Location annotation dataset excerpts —
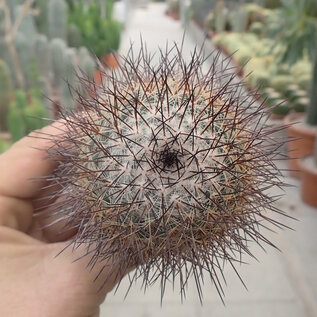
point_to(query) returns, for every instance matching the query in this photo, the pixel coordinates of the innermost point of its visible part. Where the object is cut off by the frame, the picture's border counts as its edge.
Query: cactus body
(27, 27)
(58, 48)
(16, 122)
(57, 19)
(70, 62)
(74, 36)
(166, 169)
(43, 58)
(5, 94)
(25, 50)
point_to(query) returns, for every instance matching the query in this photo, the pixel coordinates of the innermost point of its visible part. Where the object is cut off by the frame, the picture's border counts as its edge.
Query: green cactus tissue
(167, 168)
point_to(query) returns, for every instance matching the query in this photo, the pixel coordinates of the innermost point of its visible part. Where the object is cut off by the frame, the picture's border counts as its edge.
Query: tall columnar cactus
(220, 16)
(27, 26)
(87, 63)
(16, 122)
(166, 168)
(42, 18)
(239, 20)
(27, 60)
(312, 110)
(70, 79)
(42, 51)
(58, 48)
(74, 38)
(5, 94)
(57, 19)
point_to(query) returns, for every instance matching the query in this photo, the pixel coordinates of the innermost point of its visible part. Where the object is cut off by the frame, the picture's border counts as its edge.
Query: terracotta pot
(309, 181)
(302, 143)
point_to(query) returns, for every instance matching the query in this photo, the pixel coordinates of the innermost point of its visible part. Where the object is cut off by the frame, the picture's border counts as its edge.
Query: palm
(33, 280)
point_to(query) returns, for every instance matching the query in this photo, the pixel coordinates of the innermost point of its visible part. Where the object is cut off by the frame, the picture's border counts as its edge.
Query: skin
(34, 281)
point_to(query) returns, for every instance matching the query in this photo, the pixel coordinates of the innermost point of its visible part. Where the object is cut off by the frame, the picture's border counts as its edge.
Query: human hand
(33, 280)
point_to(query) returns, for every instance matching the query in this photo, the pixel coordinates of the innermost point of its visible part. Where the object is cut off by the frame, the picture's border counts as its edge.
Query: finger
(27, 160)
(15, 213)
(96, 277)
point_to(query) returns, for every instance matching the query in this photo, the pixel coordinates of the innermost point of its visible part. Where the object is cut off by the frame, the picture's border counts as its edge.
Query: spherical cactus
(167, 169)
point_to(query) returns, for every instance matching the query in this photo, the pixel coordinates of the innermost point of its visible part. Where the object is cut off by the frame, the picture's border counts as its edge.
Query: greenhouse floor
(281, 283)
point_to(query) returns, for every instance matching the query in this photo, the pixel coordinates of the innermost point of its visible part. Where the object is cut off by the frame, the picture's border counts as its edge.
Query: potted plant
(308, 165)
(5, 98)
(294, 27)
(99, 32)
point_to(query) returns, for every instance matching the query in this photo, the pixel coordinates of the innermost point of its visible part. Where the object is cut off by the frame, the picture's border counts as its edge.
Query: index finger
(26, 160)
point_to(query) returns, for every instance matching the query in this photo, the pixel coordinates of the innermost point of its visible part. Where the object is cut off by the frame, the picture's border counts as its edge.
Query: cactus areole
(167, 168)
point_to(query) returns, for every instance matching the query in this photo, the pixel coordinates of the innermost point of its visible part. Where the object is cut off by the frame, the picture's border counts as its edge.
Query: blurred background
(273, 48)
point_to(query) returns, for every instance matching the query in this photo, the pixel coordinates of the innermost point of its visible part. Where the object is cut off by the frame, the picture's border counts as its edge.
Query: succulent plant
(25, 116)
(16, 122)
(57, 19)
(167, 168)
(43, 58)
(58, 48)
(5, 94)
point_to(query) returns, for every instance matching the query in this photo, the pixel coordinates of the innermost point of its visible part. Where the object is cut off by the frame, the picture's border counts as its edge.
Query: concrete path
(280, 284)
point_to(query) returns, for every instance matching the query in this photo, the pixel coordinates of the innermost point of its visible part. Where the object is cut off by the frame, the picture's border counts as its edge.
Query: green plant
(4, 145)
(5, 94)
(281, 108)
(74, 38)
(102, 35)
(294, 26)
(16, 122)
(312, 109)
(24, 115)
(57, 19)
(167, 170)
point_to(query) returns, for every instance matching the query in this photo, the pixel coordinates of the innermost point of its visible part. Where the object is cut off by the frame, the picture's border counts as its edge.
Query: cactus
(220, 16)
(257, 28)
(239, 21)
(166, 168)
(5, 94)
(16, 122)
(281, 109)
(74, 36)
(42, 51)
(87, 64)
(42, 18)
(34, 113)
(70, 79)
(301, 104)
(25, 49)
(58, 48)
(27, 27)
(57, 19)
(25, 116)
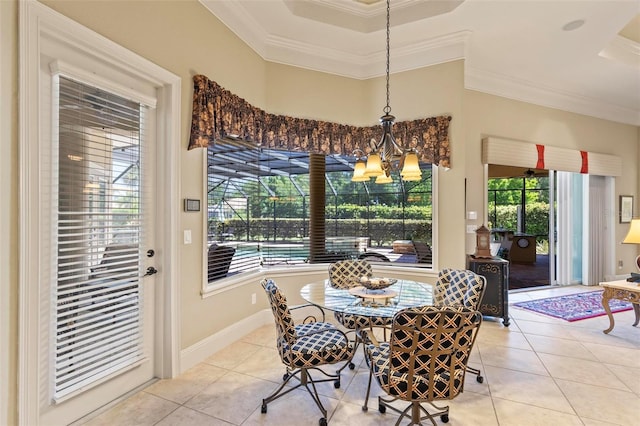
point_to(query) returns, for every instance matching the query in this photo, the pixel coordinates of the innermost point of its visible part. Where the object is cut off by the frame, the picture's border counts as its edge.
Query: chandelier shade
(358, 171)
(374, 166)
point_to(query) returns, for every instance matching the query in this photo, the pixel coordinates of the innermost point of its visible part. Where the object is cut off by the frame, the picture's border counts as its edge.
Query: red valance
(218, 113)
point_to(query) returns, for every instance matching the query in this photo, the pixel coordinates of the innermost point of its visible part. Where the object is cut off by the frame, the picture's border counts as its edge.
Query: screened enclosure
(260, 205)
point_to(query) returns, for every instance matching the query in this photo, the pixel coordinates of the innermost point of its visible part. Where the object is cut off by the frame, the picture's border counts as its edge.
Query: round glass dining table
(408, 294)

DIRECTIONS FOR THIS TASK — Output a faithful copy of the data, with each picture left out.

EXERCISE RESULT —
point_to(query) returns, for every instance matching the query in this photo, the pixel coordinates of the innermost point of its visible part. Where the object is cut off by the frame, the picture's border counts as its edge.
Query: cactus body
(27, 27)
(58, 48)
(16, 122)
(57, 19)
(70, 62)
(74, 36)
(166, 169)
(43, 58)
(5, 94)
(25, 50)
point_to(query) returns, for every instance matching the query in this photo, the pixel coordinates of the innermost point of its visible part. Where the object is cut off by the frame, the picture's border counts as its edge.
Query: green cactus tissue
(167, 168)
point_to(query) returns, for every instance matching the query in this photo, the pixel coordinates of the innermost point of its visible part. Where the object is cut off by the frame, the picture's border counts as its edge.
Query: tall columnar cactus
(220, 16)
(27, 26)
(87, 63)
(16, 122)
(166, 168)
(42, 18)
(239, 20)
(27, 60)
(312, 110)
(70, 79)
(42, 51)
(58, 48)
(74, 38)
(5, 94)
(57, 19)
point_to(query) returns, for every instance matching the query in this photo, the pixel coordinates of the innermost point of its visible part. Where the object is cut off by the frame, the picture's border counts as its edge.
Query: terracotta pot
(309, 181)
(302, 143)
point_to(query) returns, for every instance matching the query in this photo, the pixel coordinates of the innermost point of its visible part. Where the object is cut off by the frame, the picture's border counts as its edge.
Query: palm
(33, 280)
point_to(query) returns, for every instance matching the query in this photo, the pixel coordinates of the innermost point of its visible part. Where the object is cut off by the frame, the picture's border counts as its edge.
Query: skin
(34, 281)
point_to(query) returns, for every instance matching the query in this photo, the pixel coordinates of the innermost point of its visible part. Where the object is cut off by the frame, the picture's border counts as its edge.
Query: human hand
(33, 280)
point_to(query) returns, for every instance matching the query in this photo, the pixel coordinates of the innermost point of its visible part. Where the object is cut off by the frame, the picture's border counts as its edge.
Query: finger
(27, 160)
(15, 213)
(96, 277)
point_to(query) returns, for every instance matching the query in this photo, the pixel coordinates of the innermost point of its visible part. Where the object is cut off by the frame, the picture's border counts as its edge.
Query: spherical cactus
(167, 169)
point_to(query) returns, for every instance matching the query in this photo, the pixel coordinates of the innermost point of its visible part. Where the object is cut off by the frame, the picture's border counts as its edge.
Query: greenhouse floor
(281, 283)
point_to(query) returns, for every instance matching the query in this photo, the pixel coordinates of the innermost point of its visible part. Where the object is cut off by the frame, the picture's border counts as its edge.
Query: potted plant
(308, 165)
(5, 98)
(294, 27)
(99, 32)
point_to(query) returns, for every instance matching the query in this photo, the pixel coordinates of the innermost point of its visible part. Where the object is cut off by the frame, the picture's border counts as its edge.
Query: index finger
(26, 160)
point_to(query) returns, for every instance matching the query in this photo, the pixel coordinates of the innermost point of its visible part. Where the object is cut off by the frame, the picture's border counts as its edge.
Query: cactus areole
(167, 168)
point_to(query) returns, for every instance matching the query in this photo, the pixel coordinates of the innermost point of its visible part. Where the object is cut off by the frame, the picture's border counts as its edge.
Query: blurred background
(273, 48)
point_to(query) returns, for every instance matching the query in this photo, the pixel coordinates of the innermost point of its visible part. Where the object is cut off by the frame, the picture's border counts as its edge.
Query: succulent plant
(25, 116)
(16, 122)
(57, 19)
(167, 168)
(43, 58)
(58, 48)
(5, 94)
point_to(query) returns, for every instance matching the query in this photo, the pixel coordinates of the innermost point of its visible part. Where the object is cut off by the frame, the picture's border counts as its edge.
Query: concrete path
(280, 284)
point_to(query) returns, for every instance matching the query in this photo, the pixel coordinates of the innermost point of its visible part. Where the object is cut off by the frame, the picture's border counts as its edge.
Query: green plant
(4, 145)
(5, 94)
(281, 108)
(74, 38)
(102, 35)
(294, 26)
(16, 122)
(312, 109)
(24, 115)
(57, 19)
(167, 170)
point_to(query) returns, for every instance matching the query in this photo, the pixel coordinates of the innermost point of its visible part. Where the object is cut off by the frame, the picture's border counts as its edge.
Query: cactus
(220, 16)
(257, 28)
(239, 21)
(166, 168)
(5, 94)
(16, 122)
(281, 109)
(74, 36)
(42, 51)
(87, 64)
(42, 18)
(34, 113)
(70, 79)
(301, 104)
(25, 49)
(58, 48)
(27, 27)
(57, 19)
(25, 116)
point_to(query) returns, for every instance matching the query in this photo, the pixel coordinates of the innermost point of its visible part. Where the object is cut off by the frame, the picture's border counts as its edge.
Query: chandelier shade
(358, 171)
(374, 166)
point_to(query) returns, for every instance matching the query in this photo, the pixel coordinates of the innermost point of its visible part. Where the object is cut off by the frame, the picture's border counts as its edge.
Query: red valance
(218, 113)
point_to(query) returns, for every instance matching the query in this photo, the pixel coordinates of the innermost point of its visible part. Where the object is cut off by the frame, the picture's border counts as its edge.
Query: screened enclosure
(260, 205)
point_to(query) returns, for every instance matching the query in this photo, the pixel coordinates of the innermost point of its visible part. Where the object is cut off by the frame, the picture's border counts as its edge.
Query: round glass dining table
(408, 294)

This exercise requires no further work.